>> start Article

Wednesday, November 16, 2011

Wednesday, November 16, 2011 12:08 am by Cristina in , ,    2 comments
We are very grateful to Clair Holland for sending us a review copy of this book.
Jane Eyre's Rival: The Real Mrs Rochester
Clair Holland
Kindle Edition/ Paperback
File Size: 203 KB/ISBN: 978-1-907527-00-5
Blue Ocean Publishing; 1 edition (10 July 2011)
Jane Eyre's Rival is a two-into-one sort of book, helpfully separated into chapters with different fonts by the author to help the reader differentiate both sides of the book. The chapters written in a modern sans serif font broach the subject of relationships, initially from a fictional point of view, as thought out by an imaginary American woman named Lisa who is studying at Cambridge and who is a descendant of Bertha Mason. The chapters written in a more classical-looking font are those that concern us, BrontëBlog, the most.

Of course this isn't the first time that Bertha Mason has sprung off from the pages of Jane Eyre - she most famously did that in Jean Rhys's Wide Sargasso Sea, where she was renamed Antoinette. Wide Sargasso Sea focuses mostly on her life before England (with the exception of the final part of the book where a brief explicit connection with the narrative of Jane Eyre is made) while Clair Holland picks it up from there and tells about her life in England, locked away with Grace Poole as her keeper and renamed, after Bertha, after Antoinette, Louella. A powerful symbol of writers trying to reach the 'actual' woman and not just Charlotte's madwoman in the attic, which she herself came to think of as somewhat unfair(1).

Clair Holland portrays Louella's confinement and eventual hope in the shape of a stable boy(2) while the reader, well-acquainted with Jane Eyre, fills in the voids and finds the chronology of the novel. As Jean Rhys already made clear, Rochester as seen by Bertha/Antoinette/Louella can't be a  likable character for obvious reasons, however, although we do admit to some partiality towards Rochester, we think that Clair Holland's Rochester is a bit over the top:
You dirty whore, I wish you were dead. I rue the day I ever set eyes on you. You bewitched me against my will with your black magic charms all those years ago. But now I will have me a new wife, a slip of a girl so pure and so innocent I will love her for all eternity. If I were more of a man, I would kill you now with my bare hands and be rido of you forever. No, Bertha, you will not thwart me, I will have her. (p.70)
Our perception of Rochester and whether he's saying the truth when he states in Jane Eyre that
my plans would not permit me to remove the maniac elsewhere--though I possess an old house, Ferndean Manor, even more retired and hidden than this, where I could have lodged her safely enough, had not a scruple about the unhealthiness of the situation, in the heart of a wood, made my conscience recoil from the arrangement. Probably those damp walls would soon have eased me of her charge: but to each villain his own vice; and mine is not a tendency to indirect assassination, even of what I most hate. (Chapter XXVII)
is open to interpretation and whether we choose to believe him but the actual facts - that Bertha is indeed sort of looked after - would seem to prove him right, puting him slightly out of character in Clair Holland's story.

>> end Article
>> start Supplied entries

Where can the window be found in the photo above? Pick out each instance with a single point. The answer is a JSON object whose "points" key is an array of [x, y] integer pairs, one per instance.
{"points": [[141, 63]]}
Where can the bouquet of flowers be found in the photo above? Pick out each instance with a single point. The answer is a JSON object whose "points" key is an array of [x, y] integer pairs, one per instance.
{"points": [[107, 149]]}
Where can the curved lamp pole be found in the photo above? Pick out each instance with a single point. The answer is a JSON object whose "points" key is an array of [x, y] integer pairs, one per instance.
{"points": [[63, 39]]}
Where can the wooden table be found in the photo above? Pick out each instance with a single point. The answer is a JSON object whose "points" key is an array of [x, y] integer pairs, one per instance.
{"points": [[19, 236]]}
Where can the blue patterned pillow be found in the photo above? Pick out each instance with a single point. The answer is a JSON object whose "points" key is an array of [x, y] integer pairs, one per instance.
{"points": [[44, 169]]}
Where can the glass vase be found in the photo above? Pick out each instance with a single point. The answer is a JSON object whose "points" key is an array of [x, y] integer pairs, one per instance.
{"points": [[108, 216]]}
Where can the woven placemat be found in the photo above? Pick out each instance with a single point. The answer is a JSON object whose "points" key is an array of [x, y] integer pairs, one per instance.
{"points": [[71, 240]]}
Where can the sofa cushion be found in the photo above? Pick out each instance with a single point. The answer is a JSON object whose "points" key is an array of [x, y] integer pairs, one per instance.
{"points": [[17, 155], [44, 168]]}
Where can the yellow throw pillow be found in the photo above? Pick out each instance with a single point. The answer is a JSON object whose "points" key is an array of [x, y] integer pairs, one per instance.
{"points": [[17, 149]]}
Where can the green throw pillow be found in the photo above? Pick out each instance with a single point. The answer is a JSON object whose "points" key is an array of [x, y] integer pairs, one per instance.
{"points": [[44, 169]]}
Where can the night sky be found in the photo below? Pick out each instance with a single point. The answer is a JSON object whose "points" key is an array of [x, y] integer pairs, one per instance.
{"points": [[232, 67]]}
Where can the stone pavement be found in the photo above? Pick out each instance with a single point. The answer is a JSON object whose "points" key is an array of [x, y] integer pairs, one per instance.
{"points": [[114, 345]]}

>> end Supplied entries
>> start Supplied entries

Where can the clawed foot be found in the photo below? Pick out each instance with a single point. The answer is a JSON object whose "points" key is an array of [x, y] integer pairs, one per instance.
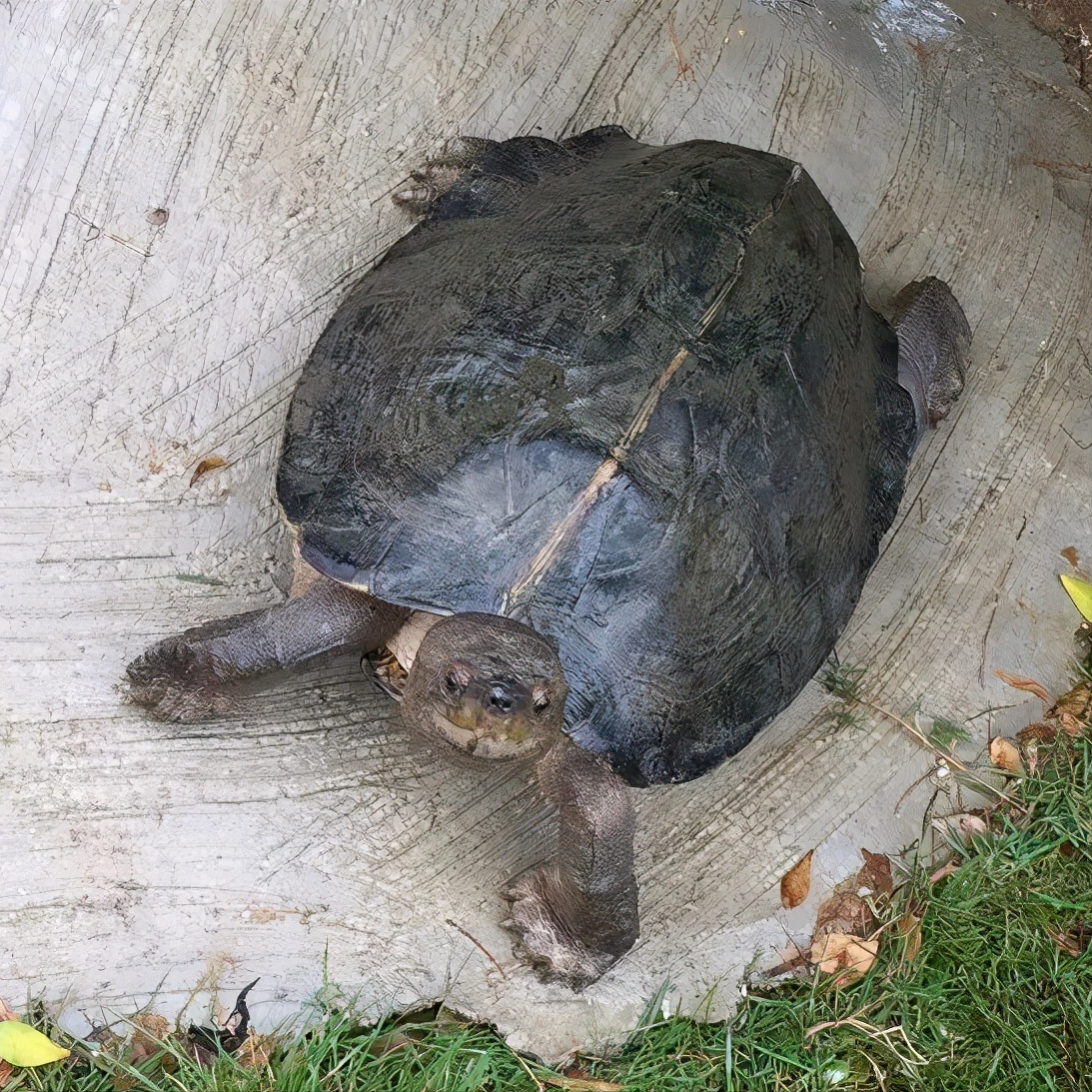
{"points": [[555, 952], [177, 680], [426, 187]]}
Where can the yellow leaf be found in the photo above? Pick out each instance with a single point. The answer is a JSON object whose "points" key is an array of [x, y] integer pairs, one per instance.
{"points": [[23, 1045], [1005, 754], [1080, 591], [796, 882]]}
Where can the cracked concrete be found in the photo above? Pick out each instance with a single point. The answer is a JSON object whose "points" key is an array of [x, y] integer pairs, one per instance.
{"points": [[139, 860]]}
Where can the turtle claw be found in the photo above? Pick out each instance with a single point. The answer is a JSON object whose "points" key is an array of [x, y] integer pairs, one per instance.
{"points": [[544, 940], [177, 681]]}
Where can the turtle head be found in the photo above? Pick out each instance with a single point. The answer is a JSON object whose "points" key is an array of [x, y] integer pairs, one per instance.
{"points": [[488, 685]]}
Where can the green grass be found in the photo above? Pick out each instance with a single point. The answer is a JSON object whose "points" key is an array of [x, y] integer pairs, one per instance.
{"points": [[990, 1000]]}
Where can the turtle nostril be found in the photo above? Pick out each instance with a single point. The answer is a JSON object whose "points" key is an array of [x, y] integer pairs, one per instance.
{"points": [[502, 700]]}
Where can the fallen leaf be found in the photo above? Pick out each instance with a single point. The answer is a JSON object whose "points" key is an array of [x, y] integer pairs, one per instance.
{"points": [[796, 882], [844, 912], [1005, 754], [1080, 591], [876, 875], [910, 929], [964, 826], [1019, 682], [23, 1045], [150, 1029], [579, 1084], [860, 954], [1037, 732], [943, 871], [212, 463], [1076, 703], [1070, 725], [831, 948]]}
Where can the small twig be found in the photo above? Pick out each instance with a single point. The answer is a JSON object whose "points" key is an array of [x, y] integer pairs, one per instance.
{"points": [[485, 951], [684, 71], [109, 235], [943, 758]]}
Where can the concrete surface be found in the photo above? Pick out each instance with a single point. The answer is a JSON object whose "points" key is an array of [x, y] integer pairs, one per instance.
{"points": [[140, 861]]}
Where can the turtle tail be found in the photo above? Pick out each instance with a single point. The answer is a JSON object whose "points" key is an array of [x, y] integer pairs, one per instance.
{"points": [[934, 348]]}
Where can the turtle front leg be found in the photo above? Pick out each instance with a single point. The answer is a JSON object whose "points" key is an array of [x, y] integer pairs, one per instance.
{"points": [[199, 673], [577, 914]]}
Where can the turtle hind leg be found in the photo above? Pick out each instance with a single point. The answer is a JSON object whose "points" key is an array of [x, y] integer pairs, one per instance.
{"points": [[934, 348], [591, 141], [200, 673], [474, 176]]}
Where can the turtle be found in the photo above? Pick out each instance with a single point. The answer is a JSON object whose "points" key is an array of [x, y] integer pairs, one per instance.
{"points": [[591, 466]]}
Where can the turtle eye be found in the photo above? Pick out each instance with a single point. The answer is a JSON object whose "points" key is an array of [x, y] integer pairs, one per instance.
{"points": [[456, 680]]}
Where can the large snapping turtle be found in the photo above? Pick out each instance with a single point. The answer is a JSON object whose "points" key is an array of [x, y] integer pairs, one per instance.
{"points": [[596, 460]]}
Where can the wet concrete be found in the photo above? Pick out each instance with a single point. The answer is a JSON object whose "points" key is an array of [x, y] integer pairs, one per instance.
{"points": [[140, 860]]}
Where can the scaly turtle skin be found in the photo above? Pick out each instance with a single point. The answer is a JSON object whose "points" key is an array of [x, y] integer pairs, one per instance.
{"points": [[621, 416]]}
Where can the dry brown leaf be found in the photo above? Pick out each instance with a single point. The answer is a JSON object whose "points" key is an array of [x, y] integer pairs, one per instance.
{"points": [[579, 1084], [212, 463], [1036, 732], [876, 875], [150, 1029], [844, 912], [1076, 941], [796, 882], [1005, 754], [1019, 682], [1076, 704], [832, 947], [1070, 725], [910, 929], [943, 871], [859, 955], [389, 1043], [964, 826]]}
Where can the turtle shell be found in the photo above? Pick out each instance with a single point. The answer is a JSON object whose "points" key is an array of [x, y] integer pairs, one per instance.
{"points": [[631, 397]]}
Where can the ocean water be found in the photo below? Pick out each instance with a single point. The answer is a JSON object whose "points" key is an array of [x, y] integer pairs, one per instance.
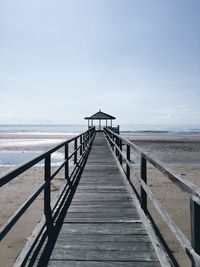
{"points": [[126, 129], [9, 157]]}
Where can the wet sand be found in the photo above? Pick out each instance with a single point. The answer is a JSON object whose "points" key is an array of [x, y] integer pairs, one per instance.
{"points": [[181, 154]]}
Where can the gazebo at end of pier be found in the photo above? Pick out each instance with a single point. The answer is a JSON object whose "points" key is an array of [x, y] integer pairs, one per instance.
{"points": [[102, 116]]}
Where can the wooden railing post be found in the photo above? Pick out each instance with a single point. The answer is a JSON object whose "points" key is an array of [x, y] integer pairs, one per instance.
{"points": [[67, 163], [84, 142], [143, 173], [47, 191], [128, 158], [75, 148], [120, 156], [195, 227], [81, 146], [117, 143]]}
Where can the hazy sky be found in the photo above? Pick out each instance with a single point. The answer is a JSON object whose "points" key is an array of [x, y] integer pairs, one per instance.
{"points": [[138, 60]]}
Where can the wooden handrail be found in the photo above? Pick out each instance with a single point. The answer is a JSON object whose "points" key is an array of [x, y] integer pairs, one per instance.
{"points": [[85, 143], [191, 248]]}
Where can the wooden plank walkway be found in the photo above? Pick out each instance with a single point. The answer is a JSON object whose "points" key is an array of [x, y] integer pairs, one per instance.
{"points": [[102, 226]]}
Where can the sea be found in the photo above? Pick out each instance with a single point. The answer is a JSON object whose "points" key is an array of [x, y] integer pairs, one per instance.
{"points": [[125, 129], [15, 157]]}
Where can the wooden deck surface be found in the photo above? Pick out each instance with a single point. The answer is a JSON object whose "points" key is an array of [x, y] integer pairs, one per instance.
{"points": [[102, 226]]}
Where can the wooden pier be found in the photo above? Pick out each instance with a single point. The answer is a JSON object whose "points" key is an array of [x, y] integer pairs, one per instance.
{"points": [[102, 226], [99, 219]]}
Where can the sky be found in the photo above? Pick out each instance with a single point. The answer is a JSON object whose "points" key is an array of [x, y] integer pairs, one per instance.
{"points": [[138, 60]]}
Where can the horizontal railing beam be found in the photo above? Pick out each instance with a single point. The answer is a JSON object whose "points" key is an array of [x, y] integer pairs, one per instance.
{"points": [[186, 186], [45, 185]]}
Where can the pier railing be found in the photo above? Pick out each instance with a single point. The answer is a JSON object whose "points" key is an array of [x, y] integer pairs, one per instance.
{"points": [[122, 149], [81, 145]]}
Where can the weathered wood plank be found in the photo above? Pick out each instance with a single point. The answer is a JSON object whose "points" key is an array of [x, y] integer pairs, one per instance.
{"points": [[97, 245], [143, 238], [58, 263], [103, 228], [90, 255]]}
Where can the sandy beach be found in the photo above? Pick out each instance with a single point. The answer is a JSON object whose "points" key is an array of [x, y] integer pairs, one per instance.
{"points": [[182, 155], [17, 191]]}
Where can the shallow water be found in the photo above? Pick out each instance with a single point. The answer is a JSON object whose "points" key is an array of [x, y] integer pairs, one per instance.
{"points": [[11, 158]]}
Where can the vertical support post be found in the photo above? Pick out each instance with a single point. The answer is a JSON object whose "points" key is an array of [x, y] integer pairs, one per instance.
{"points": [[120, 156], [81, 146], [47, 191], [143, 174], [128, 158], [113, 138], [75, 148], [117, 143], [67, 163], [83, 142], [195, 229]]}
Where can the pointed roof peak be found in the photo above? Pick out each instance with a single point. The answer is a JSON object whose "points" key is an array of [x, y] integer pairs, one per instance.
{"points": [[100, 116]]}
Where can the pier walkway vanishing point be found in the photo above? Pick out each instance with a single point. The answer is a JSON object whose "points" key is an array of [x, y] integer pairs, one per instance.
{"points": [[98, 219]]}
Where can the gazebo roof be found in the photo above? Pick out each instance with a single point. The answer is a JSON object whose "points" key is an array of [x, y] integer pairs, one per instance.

>> end Supplied entries

▶ **Objective 1**:
Transcribe the passage of the book review starting at "Jane Eyre's Rival: The" and ending at "(10 July 2011)".
▶ **Objective 2**:
According to the book review, what name does Clair Holland give Bertha Mason during her life in England?

▶ **Complete response 1**:
Jane Eyre's Rival: The Real Mrs Rochester
Clair Holland
Kindle Edition/ Paperback
File Size: 203 KB/ISBN: 978-1-907527-00-5
Blue Ocean Publishing; 1 edition (10 July 2011)

▶ **Complete response 2**:
Louella.